::: Quoted passage :::

Gunning links the films through subtle repetitions: the various films locations repeat (the seaside, the woods, the large country mansion), two characters ride bikes along a country road, even the figure of Allison Goldfrapp herself repeats and links the tales. Also the black and white aesthetic, the simple narratives, and the choice to focus on one central character in each, connect these five films in the anthology into a larger whole.

The anthology music video concept has been around for a while, one of the earliest examples provided by iamamiwhoami who released all their videos in series, starting in December 2009.

More recently, this anthology concept found a different use in the mainstream with Beyonce’s album where she made music videos for each of the songs, a grand total of seventeen full music videos, and dropped them all at once, without releasing singles or doing any marketing campaign prior to the release. Lily Rothman in Time Magazine points out that “it used to be that fans heard one or two songs on the radio and had to purchase an album to check out the rest of it. These days it’s common for fans to have heard every song before deciding to buy.” The anthology of videos accompanying the album release were initially only available with the exclusive digital download of the album and these levels of exclusivity all draw a listening audience to experience the whole album rather than taste it single by single over time.

::: Recorded data :::

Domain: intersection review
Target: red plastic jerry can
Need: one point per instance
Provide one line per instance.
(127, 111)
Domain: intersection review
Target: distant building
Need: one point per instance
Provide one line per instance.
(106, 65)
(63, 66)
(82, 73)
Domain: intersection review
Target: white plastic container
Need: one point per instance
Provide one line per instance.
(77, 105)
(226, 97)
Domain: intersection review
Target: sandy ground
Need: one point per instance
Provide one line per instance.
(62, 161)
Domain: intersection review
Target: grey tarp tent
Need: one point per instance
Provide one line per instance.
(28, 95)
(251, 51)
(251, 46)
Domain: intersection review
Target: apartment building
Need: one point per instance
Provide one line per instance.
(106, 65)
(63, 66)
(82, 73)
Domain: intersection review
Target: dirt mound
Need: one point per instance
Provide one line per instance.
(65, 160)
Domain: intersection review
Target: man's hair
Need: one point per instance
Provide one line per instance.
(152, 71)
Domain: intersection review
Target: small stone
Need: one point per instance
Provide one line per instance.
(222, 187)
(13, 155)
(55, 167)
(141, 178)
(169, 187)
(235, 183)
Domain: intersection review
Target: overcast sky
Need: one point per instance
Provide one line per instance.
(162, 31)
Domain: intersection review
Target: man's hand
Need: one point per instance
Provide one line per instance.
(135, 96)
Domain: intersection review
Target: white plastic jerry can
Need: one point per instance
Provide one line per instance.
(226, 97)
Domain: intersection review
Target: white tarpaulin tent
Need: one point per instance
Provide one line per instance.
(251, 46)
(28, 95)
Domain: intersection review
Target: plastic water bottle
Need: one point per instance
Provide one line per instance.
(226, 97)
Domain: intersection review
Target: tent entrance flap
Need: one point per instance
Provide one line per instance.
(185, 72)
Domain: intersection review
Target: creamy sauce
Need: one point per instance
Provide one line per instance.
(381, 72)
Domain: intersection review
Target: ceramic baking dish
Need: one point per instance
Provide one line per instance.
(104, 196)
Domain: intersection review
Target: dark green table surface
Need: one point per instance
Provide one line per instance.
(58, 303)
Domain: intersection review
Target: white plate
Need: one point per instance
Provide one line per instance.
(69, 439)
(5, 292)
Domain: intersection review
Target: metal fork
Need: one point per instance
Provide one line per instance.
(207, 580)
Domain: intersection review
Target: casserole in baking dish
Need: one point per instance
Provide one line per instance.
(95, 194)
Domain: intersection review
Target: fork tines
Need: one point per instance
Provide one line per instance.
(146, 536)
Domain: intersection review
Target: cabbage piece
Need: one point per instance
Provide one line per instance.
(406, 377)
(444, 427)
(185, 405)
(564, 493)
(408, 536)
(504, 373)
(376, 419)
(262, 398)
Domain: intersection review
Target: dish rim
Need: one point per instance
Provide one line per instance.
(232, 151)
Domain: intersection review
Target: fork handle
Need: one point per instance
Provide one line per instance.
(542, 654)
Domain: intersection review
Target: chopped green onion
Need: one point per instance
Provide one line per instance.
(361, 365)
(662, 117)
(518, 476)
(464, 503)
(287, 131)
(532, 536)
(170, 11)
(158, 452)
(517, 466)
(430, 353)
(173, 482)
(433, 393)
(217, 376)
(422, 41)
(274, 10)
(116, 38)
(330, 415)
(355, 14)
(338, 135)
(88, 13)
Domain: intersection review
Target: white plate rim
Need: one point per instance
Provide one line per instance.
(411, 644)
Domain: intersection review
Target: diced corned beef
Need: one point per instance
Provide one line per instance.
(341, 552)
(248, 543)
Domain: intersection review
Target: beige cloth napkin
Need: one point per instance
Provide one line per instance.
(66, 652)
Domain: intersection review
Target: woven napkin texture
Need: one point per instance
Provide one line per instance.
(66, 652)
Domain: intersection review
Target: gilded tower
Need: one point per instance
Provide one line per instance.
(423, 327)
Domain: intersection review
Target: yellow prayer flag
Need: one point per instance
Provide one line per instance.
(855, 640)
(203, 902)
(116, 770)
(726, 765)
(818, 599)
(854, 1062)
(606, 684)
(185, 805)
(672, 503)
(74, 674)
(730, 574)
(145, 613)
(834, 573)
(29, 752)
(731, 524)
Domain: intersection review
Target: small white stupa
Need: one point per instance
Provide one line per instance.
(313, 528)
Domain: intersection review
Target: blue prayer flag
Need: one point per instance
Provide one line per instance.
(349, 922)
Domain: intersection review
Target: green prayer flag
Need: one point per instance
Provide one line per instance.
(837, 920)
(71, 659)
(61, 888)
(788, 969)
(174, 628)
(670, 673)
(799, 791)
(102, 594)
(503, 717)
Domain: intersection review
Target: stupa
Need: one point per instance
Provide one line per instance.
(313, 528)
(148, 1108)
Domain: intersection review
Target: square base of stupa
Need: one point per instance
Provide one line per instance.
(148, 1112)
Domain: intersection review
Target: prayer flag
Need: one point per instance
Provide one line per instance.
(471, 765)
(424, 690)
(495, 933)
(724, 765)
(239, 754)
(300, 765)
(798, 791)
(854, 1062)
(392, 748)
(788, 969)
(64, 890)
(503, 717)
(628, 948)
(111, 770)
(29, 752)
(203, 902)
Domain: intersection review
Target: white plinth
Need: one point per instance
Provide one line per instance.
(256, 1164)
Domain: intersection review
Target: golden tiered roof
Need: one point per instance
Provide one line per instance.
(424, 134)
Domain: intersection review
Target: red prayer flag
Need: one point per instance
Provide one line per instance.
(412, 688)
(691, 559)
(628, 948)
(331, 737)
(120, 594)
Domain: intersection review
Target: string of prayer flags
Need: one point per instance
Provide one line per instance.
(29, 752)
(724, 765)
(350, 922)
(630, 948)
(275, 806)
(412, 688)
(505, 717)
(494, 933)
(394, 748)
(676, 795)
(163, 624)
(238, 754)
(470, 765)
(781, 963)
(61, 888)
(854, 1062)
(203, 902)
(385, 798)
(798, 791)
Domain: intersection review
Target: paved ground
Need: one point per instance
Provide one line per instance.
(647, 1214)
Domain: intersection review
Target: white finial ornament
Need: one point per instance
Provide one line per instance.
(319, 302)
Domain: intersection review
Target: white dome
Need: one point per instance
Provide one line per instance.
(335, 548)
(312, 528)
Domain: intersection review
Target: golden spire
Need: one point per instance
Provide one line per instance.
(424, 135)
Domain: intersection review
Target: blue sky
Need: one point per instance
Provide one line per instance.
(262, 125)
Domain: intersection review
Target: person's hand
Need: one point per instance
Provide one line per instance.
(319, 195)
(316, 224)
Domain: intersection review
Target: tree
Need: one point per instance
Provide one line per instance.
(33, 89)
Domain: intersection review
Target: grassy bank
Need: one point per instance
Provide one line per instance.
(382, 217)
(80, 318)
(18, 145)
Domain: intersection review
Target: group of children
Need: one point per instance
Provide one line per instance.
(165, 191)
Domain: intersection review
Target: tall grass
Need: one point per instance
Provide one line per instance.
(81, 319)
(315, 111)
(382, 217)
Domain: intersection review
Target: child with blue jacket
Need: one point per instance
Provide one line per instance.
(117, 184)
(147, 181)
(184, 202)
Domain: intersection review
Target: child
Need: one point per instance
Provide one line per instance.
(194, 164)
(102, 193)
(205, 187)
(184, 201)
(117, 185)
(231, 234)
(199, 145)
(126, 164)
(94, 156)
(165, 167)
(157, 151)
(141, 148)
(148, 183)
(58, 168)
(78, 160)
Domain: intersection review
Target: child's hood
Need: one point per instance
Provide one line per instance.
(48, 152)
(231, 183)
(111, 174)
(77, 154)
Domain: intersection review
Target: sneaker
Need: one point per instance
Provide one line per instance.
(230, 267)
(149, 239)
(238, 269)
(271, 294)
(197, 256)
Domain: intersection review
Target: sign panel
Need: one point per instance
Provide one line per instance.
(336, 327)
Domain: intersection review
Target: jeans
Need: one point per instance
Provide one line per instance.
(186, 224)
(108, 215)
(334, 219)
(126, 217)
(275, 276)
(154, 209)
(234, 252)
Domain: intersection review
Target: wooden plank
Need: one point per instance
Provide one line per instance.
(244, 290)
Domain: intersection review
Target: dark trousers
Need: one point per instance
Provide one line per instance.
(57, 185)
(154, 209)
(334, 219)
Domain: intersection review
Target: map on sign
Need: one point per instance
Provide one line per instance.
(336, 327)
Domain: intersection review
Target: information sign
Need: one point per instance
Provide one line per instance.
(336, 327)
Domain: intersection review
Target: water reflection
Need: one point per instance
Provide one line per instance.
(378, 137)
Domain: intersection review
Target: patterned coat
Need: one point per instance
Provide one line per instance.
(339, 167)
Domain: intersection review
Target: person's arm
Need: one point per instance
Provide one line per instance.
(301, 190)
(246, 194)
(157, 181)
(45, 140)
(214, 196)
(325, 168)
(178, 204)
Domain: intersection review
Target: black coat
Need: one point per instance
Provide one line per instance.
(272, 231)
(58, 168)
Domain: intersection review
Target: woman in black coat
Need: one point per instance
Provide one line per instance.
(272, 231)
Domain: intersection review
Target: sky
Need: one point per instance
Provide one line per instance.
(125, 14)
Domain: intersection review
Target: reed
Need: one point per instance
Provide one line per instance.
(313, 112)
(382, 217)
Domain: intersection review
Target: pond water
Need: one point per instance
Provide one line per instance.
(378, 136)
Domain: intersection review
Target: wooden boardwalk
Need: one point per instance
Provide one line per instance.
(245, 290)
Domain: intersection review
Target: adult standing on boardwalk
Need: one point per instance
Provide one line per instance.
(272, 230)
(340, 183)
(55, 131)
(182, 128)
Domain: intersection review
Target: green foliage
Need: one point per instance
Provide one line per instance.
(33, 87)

:::

_Problem details:_ Translate this sentence from the passage on anthology music videos into Spanish: "The anthology music video concept has been around for a while, one of the earliest examples provided by iamamiwhoami who released all their videos in series, starting in December 2009." The material can be set aside for this exercise.

_Full output:_ El concepto de videoclip en formato de antología existe desde hace tiempo; uno de los primeros ejemplos lo ofreció iamamiwhoami, que publicó todos sus videos en serie a partir de diciembre de 2009.